Extrait du document
******
Le manga de ces 10 dernières années

C'est le 9 septembre 2009 qu'est publié le premier chapitre de Shingeki no Kyojin, manga dont l'auteur, Hajime Isayama, est alors un grand inconnu. Suivront 138 chapitres, qui seront tous publiés, à quelques exceptions près, au début de chaque mois.


Rapidement, Shingeki no Kyojin va faire parler de lui. Mais le phénomène va devenir planétaire avec l'adaptation en anime de 2013, qui va faire exploser la popularité du manga. Beaucoup l'ont découvert à ce moment-là, moi le premier. Je me rappelle encore la bande-annonce de la première saison, qui annonçait quelque chose de grandiose. Et je n'ai même pas pu attendre la sortie de l'anime : j'ai foncé direct sur le manga, et cela fait donc 8 ans que je suis assidûment l’œuvre d'Isayama.


L'histoire ? Tout le monde la connaît, même ceux qui ne l'ont pas lu. L'humanité vit recluse derrière de gigantesques murs, servant à les protéger d'une terrible menace, les titans, ces géants dévoreurs de chair humaine. Cela fait près d'un siècle que les hommes vivent en paix, jusqu'au jour où un titan gigantesque se pointe et ouvre une brèche dans le mur : l'humanité se rappela alors qu'elle n'était que du bétail.


Le scénario est l'un des points forts du manga, peut-être même le plus important. C'est simple, Isayama maîtrise son récit comme on l'a rarement vu. Tout fait sens, rien n'est jamais laissé au hasard. L'univers recèle un nombre incalculable de mystères, et chaque éclaircissement apportera son lot de nouveaux mystères à éclaircir. L’œuvre se redéfinit à chaque fois, bouscule sans cesse le lecteur, l'oblige à réfléchir, à s'interroger.


Après avoir lu le dernier chapitre, il semble tout à fait probable qu'en publiant le premier le 09/09/2009, Isayama savait déjà où il allait arriver. Peut-être même qu'il a pensé son intrigue en partant de la fin ? L'histoire a vraiment marqué beaucoup de lecteurs, au point de déchaîner les passions dans le monde entier. Suffit de voir toutes les théories, toutes les rumeurs, tous les spoils circulant avant la publication du chapitre mensuel. Tous les Youtubeurs qui parlent de Shingeki no Kyojin en faisant des dizaines de milliers de vues.
******
(Extraits d'entrées d'annotation)
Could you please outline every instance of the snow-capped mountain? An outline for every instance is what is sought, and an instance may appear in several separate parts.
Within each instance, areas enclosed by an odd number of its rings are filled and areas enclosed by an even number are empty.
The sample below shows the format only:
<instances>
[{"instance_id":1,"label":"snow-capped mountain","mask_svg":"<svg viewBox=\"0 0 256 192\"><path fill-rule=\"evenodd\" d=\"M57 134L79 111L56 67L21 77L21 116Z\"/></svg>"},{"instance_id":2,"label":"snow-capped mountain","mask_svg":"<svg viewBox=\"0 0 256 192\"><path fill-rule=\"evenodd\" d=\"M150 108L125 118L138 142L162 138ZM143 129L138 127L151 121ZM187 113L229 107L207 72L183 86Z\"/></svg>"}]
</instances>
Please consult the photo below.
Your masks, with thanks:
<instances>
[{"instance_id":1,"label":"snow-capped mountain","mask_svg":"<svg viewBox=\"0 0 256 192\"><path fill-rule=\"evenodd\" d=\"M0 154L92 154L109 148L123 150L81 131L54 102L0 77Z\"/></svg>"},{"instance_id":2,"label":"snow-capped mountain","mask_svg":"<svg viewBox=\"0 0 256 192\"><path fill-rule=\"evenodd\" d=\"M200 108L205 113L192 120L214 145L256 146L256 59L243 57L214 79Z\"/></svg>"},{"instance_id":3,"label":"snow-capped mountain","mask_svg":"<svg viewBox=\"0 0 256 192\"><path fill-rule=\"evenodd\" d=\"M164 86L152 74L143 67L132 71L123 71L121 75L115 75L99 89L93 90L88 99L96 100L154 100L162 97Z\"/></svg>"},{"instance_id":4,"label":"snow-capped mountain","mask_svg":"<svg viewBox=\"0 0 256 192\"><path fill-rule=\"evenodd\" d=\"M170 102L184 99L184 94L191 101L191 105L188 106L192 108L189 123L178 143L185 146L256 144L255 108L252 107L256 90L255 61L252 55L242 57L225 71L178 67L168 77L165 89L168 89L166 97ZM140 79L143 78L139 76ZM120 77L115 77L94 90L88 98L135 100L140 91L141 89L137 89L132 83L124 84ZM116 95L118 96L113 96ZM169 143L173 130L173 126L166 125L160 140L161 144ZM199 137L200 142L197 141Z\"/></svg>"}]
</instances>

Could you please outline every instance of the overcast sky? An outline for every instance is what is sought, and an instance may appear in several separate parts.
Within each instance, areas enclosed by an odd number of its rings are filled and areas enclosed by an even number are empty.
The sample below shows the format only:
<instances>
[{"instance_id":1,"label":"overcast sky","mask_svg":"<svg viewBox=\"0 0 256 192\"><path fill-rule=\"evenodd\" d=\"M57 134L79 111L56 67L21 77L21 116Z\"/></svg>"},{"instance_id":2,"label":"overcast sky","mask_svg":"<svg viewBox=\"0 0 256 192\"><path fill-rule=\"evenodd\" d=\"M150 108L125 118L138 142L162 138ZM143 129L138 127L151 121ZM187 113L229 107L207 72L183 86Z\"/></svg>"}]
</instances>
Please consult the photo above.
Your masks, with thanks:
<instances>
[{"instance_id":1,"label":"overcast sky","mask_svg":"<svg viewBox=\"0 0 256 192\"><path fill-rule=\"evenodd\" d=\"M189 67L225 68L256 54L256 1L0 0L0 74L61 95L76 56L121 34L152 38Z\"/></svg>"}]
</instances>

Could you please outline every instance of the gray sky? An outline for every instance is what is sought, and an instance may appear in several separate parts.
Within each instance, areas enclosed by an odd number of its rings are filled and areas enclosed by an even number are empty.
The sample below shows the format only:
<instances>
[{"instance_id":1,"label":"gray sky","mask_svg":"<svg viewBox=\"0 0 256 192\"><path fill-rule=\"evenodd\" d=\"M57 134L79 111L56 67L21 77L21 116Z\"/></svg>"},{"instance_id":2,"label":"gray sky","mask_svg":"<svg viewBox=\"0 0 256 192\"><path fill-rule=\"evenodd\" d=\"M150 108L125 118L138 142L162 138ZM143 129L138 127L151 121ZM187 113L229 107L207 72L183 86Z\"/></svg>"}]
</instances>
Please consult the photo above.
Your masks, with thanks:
******
Problèmes à résoudre
- A) Résumez en trois phrases le texte sur Shingeki no Kyojin.
- B) D'après le texte sur Shingeki no Kyojin, qu'est-ce qui a fait du manga un phénomène planétaire ? Répondez en une ou deux phrases.
Les entrées forment un matériau distinct du texte.

Solutions par tâche
- A) Le manga Shingeki no Kyojin d'Hajime Isayama, dont le premier chapitre a paru le 9 septembre 2009, est devenu un phénomène planétaire avec son adaptation en anime de 2013. Il met en scène une humanité recluse derrière de gigantesques murs qui la protègent des titans, des géants dévoreurs de chair humaine, jusqu'au jour où un titan gigantesque ouvre une brèche dans le mur. Le scénario, que le texte présente comme parfaitement maîtrisé et rempli de mystères, a déchaîné les passions des lecteurs dans le monde entier.

- B) C'est l'adaptation en anime de 2013 qui a rendu le phénomène planétaire, car elle a fait exploser la popularité du manga.